Source document:
——

The study shows how standardised, routinely collected data across multiple clinics within a country can be used to characterise prosthetics service user populations and shows significant changes over time. This indicates the need to track client characteristics and provides evidence for adapting services according to population dynamics and changes in patient need.

Fifteen percent of the world’s population has a disability, over a billion people, and 80% live in lower and middle income countries (LMICs) [1]. The Global Burden of Disease study 2019 indicates the international prevalence of amputation at 176 million, which has increased by over 50% since 1990 [2]. The prevalence of major upper- and lower-limb amputations is estimated to be between 50 and 65 million [2], [3]. Established barriers to accessing rehabilitation services for people with limb absence include a lack of policy, standards and governance, affordability, service delivery systems, availability and production of prosthetic devices, and trained professionals [4].

In many LMICs, the high prevalence of amputation has resulted from conflict. In Cambodia, from 1979 to 2021, 19 779 people were killed and 45 144 people were injured by landmines, cluster munitions and other explosive remnants of war (ERW) following the Vietnam war, and subsequent civil conflict. This included 9067 people with amputations [5]. Approximately 5% of the Cambodian population has a disability which affects their walking or mobility, and 84% of people with disabilities in Cambodia live in rural communities and thus face barriers to accessing physical rehabilitation services [6]. Challenges faced by rehabilitation service providers in Cambodia include withdrawal of international aid, poor retention of experienced clinicians, and a lack of continuity of care from acute health care facilities into rehabilitation.

While long-term economic growth and technological development may improve prosthetics service provision the specific needs may change, and ability to deliver services may be disrupted. This may arise from gradual growth in non-communicable disease (NCD), or situations of conflict and natural disaster, where a sudden increase in need can occur alongside an interrupted ability to provide care. Such problems are often felt most acutely in LMICs. The demography of people accessing prosthetics services is expected to change considerably as landmines and ERW are cleared and urban environments grow rapidly, with an associated high incidence of road traffic accident injuries, especially involving young people using motorcycles [7,8]. Type 2 diabetes is also growing in prevalence [9], which elevates the risk of foot ulcers, infection and amputation [10]. This will likely necessitate a change in the specific requirements of prosthetics services, concerning prosthetic devices themselves, the provision and care pathway, and associated social support. For governments and non-governmental organisations (NGOs) to adapt their service provision in response to these changes they must be understood and predicted where possible, and this relies upon high quality data [11].

——

Exercise instructions: Copy out the whole passage on prosthetics services and amputation in Cambodia word for word.

Natural language region descriptions
——

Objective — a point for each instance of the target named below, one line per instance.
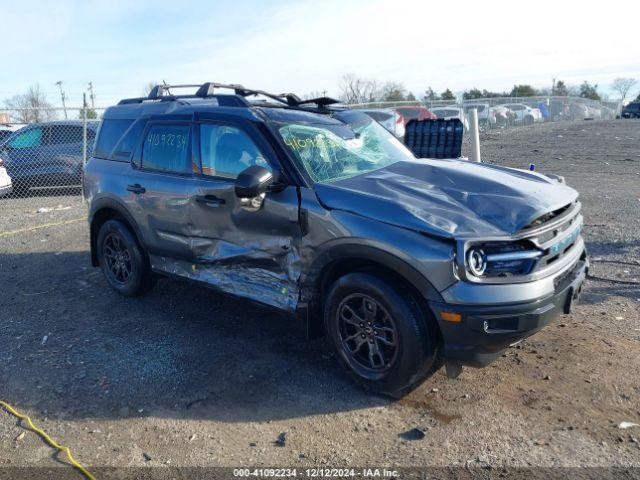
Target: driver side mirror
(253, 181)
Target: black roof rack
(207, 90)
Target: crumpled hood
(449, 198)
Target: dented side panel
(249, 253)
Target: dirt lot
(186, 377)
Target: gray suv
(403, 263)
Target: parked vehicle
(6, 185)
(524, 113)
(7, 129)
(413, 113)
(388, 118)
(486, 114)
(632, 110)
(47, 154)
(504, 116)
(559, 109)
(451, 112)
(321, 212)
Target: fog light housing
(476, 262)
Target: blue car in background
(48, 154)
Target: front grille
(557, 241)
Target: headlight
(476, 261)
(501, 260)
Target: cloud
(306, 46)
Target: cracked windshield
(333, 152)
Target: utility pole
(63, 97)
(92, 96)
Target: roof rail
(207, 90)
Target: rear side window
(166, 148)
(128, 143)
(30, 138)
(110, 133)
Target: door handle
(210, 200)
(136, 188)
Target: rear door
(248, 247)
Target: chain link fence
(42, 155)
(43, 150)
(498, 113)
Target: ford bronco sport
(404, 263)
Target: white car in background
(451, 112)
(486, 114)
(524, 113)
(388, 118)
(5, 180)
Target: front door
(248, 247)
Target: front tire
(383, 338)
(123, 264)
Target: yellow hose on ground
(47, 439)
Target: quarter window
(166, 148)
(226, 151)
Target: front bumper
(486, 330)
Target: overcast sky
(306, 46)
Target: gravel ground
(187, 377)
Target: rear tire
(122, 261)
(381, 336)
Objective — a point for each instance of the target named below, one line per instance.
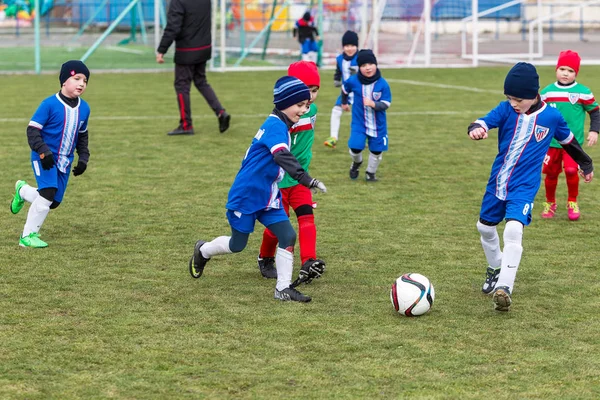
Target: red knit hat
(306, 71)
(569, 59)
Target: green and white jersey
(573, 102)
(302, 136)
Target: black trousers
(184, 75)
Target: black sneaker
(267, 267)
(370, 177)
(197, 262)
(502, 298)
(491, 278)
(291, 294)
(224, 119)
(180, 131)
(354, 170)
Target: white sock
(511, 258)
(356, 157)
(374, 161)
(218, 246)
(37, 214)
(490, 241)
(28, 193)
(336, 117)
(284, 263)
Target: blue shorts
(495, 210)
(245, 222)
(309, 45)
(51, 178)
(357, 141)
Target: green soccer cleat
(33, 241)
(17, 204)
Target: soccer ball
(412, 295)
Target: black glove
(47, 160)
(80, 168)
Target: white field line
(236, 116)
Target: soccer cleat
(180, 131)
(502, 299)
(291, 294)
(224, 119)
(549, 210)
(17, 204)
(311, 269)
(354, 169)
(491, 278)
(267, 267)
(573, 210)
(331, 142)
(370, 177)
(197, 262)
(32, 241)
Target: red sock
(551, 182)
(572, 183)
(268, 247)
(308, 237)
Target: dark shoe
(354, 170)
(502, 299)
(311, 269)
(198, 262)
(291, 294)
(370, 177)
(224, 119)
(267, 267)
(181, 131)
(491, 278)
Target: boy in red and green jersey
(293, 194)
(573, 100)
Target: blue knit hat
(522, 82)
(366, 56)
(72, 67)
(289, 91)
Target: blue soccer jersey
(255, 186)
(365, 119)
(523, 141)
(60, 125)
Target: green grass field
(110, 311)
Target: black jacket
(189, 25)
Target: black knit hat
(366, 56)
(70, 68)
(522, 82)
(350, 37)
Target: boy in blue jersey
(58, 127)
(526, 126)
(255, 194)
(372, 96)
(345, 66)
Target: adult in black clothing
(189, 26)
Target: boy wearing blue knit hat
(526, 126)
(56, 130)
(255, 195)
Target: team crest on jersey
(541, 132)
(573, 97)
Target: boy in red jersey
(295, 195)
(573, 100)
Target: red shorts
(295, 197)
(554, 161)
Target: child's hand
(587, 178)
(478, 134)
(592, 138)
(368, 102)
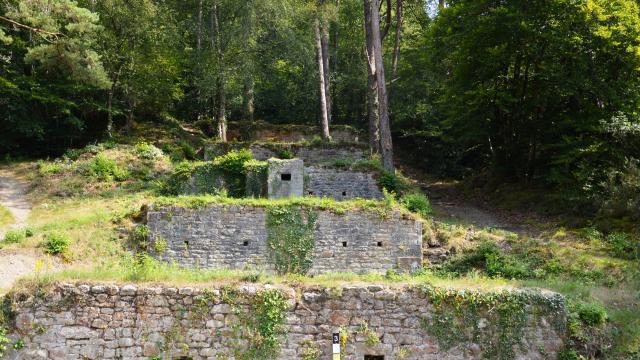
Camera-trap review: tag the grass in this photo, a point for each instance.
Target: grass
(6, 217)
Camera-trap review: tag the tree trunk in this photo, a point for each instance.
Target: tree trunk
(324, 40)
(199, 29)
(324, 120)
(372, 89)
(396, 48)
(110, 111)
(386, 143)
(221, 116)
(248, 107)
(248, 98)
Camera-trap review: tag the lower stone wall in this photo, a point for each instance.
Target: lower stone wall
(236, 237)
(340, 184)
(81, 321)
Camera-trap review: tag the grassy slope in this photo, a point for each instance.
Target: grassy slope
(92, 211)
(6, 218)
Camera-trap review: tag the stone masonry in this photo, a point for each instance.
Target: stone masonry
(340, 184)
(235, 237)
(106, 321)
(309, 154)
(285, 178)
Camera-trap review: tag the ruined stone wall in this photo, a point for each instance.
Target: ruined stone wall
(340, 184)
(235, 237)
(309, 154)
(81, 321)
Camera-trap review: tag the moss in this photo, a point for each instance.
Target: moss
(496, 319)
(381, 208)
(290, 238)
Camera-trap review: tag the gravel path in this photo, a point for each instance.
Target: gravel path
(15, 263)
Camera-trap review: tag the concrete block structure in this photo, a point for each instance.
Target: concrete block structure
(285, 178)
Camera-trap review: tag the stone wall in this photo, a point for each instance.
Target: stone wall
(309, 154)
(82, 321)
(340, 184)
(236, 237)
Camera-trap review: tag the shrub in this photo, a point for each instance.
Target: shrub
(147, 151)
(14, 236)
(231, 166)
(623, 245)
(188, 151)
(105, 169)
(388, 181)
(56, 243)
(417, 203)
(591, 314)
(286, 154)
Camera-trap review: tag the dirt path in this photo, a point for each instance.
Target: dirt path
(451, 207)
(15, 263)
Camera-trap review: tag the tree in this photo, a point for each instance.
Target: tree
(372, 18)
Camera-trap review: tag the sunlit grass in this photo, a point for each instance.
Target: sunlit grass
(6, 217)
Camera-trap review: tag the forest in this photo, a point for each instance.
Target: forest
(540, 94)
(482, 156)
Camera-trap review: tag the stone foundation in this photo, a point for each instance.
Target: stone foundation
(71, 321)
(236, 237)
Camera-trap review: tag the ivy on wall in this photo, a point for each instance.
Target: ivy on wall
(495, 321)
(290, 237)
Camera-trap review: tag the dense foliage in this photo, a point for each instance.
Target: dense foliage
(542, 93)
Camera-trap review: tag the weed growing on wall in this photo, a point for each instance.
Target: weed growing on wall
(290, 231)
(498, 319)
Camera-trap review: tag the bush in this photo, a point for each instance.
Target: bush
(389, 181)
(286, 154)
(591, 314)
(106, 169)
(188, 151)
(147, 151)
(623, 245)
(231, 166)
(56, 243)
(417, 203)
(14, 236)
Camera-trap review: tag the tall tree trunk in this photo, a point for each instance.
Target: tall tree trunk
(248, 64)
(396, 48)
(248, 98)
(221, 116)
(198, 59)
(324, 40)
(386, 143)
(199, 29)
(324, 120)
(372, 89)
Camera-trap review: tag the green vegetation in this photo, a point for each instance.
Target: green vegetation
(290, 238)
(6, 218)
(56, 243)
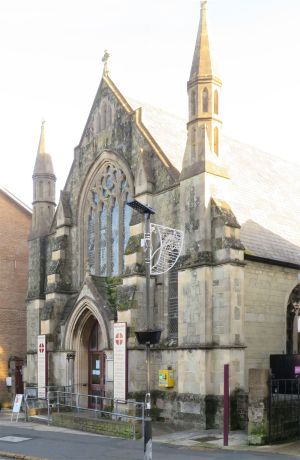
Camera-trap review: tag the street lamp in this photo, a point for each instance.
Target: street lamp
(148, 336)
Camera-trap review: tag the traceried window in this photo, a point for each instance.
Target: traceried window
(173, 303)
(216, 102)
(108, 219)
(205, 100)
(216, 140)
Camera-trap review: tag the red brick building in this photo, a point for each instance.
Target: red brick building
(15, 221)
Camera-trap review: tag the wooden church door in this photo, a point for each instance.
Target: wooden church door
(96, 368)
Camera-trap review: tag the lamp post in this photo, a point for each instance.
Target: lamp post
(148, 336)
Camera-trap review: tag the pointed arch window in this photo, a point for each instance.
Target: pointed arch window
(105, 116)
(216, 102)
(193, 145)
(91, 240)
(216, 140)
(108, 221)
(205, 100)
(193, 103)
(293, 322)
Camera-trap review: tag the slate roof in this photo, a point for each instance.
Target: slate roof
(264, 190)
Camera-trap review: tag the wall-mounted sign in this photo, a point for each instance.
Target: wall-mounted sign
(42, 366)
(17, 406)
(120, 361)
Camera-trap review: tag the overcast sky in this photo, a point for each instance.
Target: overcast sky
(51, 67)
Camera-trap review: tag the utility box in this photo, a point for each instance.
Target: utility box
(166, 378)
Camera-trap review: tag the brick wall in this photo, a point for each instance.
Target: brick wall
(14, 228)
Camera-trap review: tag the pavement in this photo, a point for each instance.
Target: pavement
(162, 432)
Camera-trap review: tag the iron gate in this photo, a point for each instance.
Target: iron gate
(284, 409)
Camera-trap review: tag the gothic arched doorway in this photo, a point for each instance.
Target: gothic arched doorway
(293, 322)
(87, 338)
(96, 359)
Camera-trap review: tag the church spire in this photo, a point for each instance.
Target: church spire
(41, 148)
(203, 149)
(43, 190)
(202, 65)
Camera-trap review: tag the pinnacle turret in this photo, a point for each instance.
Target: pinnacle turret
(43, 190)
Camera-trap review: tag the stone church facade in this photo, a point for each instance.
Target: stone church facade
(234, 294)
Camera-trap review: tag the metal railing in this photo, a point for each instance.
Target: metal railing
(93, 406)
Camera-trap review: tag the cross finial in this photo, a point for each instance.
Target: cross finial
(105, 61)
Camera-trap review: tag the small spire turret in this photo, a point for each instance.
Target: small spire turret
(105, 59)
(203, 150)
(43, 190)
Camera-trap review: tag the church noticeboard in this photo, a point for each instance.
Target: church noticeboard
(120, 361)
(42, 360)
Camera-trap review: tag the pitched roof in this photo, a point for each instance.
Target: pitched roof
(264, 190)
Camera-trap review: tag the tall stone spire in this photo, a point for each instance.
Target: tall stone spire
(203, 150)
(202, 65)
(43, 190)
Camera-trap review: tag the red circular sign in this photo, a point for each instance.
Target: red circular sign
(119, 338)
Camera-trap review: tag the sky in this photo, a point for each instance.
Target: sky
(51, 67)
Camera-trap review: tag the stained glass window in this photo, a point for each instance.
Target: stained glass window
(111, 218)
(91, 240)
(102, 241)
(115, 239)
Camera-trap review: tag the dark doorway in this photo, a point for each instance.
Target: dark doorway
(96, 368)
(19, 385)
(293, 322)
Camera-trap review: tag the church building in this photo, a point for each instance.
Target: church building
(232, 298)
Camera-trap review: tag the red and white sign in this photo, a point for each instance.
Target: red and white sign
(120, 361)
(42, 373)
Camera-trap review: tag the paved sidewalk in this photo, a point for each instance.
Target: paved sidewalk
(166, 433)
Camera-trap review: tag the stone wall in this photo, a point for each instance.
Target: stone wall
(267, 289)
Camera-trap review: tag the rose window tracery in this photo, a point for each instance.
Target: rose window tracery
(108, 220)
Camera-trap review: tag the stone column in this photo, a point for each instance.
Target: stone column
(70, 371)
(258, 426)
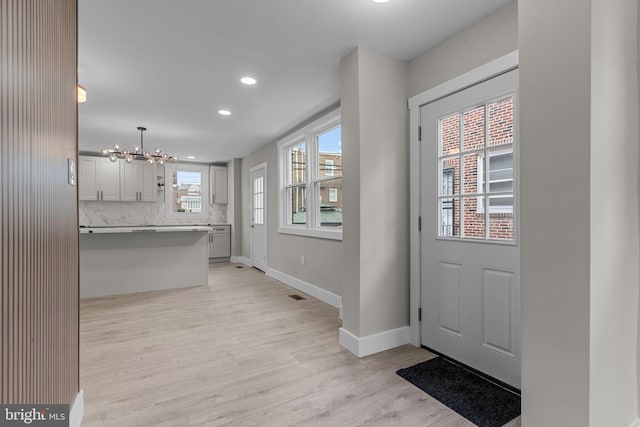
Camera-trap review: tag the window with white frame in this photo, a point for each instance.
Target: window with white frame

——

Solved problem:
The study shows how standardised, routinely collected data across multiple clinics within a country can be used to characterise prosthetics service user populations and shows significant changes over time. This indicates the need to track client characteristics and provides evidence for adapting services according to population dynamics and changes in patient need.

Fifteen percent of the world’s population has a disability, over a billion people, and 80% live in lower and middle income countries (LMICs) [1]. The Global Burden of Disease study 2019 indicates the international prevalence of amputation at 176 million, which has increased by over 50% since 1990 [2]. The prevalence of major upper- and lower-limb amputations is estimated to be between 50 and 65 million [2], [3]. Established barriers to accessing rehabilitation services for people with limb absence include a lack of policy, standards and governance, affordability, service delivery systems, availability and production of prosthetic devices, and trained professionals [4].

In many LMICs, the high prevalence of amputation has resulted from conflict. In Cambodia, from 1979 to 2021, 19 779 people were killed and 45 144 people were injured by landmines, cluster munitions and other explosive remnants of war (ERW) following the Vietnam war, and subsequent civil conflict. This included 9067 people with amputations [5]. Approximately 5% of the Cambodian population has a disability which affects their walking or mobility, and 84% of people with disabilities in Cambodia live in rural communities and thus face barriers to accessing physical rehabilitation services [6]. Challenges faced by rehabilitation service providers in Cambodia include withdrawal of international aid, poor retention of experienced clinicians, and a lack of continuity of care from acute health care facilities into rehabilitation.

While long-term economic growth and technological development may improve prosthetics service provision the specific needs may change, and ability to deliver services may be disrupted. This may arise from gradual growth in non-communicable disease (NCD), or situations of conflict and natural disaster, where a sudden increase in need can occur alongside an interrupted ability to provide care. Such problems are often felt most acutely in LMICs. The demography of people accessing prosthetics services is expected to change considerably as landmines and ERW are cleared and urban environments grow rapidly, with an associated high incidence of road traffic accident injuries, especially involving young people using motorcycles [7,8]. Type 2 diabetes is also growing in prevalence [9], which elevates the risk of foot ulcers, infection and amputation [10]. This will likely necessitate a change in the specific requirements of prosthetics services, concerning prosthetic devices themselves, the provision and care pathway, and associated social support. For governments and non-governmental organisations (NGOs) to adapt their service provision in response to these changes they must be understood and predicted where possible, and this relies upon high quality data [11].